EXCERPT PROVIDED:
================

Lower? Don't you find it starts to look very dim at even lower level? Mine is now set to 33% power. Maybe I should raise the lights further up rather than lower the power?

What PAR is good to aim for then?


----------



## tyrophagus (7 Nov 2011)

I have 2 tiles on a 90x45x45. They are about 25cm from the surface and I have the intensity set at 75%. I have a 30min ramp each side of a 6 hour lighting period. 

From previous discussions I think a PAR of 30 is considered ok at substrate. 

If there's one thing I've learned in the last 2 yrs in the hobby it's that less light is better when it comes to algae.


----------



## bjorn (8 Nov 2011)

*Re:*



			
				tyrophagus said:
			
		

> I have 2 tiles on a 90x45x45. They are about 25cm from the surface and I have the intensity set at 75%. I have a 30min ramp each side of a 6 hour lighting period.
> 
> From previous discussions I think a PAR of 30 is considered ok at substrate.
> 
> If there's one thing I've learned in the last 2 yrs in the hobby it's that less light is better when it comes to algae.



Thanks for sharing. I've lowered mine further. I think I would have been fine with just 2 tiles, having 3 at 30cm means I run them at 30% now and get PAR 32-34. Will see how it goes.

================

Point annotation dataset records

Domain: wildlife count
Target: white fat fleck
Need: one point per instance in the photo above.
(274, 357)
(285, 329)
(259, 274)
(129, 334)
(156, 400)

================

EXERCISE TASK A: List every distinct percentage setting for light power or intensity mentioned in the forum thread on aquarium lighting.
EXERCISE TASK B: In the forum thread on aquarium lighting, rewrite the paragraph beginning "I have 2 tiles on a 90x45x45" as a short bulleted list that keeps its main facts.
EXERCISE TASK C: Write the next few sentences of the forum thread on aquarium lighting, continuing from its final post.
The items have no role in what comes next.

REPLY A:
- 33%
- 75%
- 30%

REPLY B:
- Two tiles on a 90x45x45 tank
- About 25cm above the water surface
- Intensity set at 75%
- Six-hour lighting period with a 30-minute ramp on each side

REPLY C:
Just a bit frustrating as I don't have any other algae problems at all. Just these diatoms hanging about. Have had more growth of it on the glass now as well so coming back for sure.


----------



## Alastair (9 Nov 2011)

Doesn't high silicates contribute to brown algae?


----------



## tyrophagus (9 Nov 2011)

I had a problem with diatoms as well, started covering all my plants. I was looking at some tanks at Aquajardin in gloucester and it struck me how "bright" my tank was.  I lowered my par to about 25. The algae cleared and I have raised the PAR to 30

Drop your par level further for a week or two. Go lower than you think you should then if that does not work you will have to look elsewhere. 

It's like cooking. You can always add more salt.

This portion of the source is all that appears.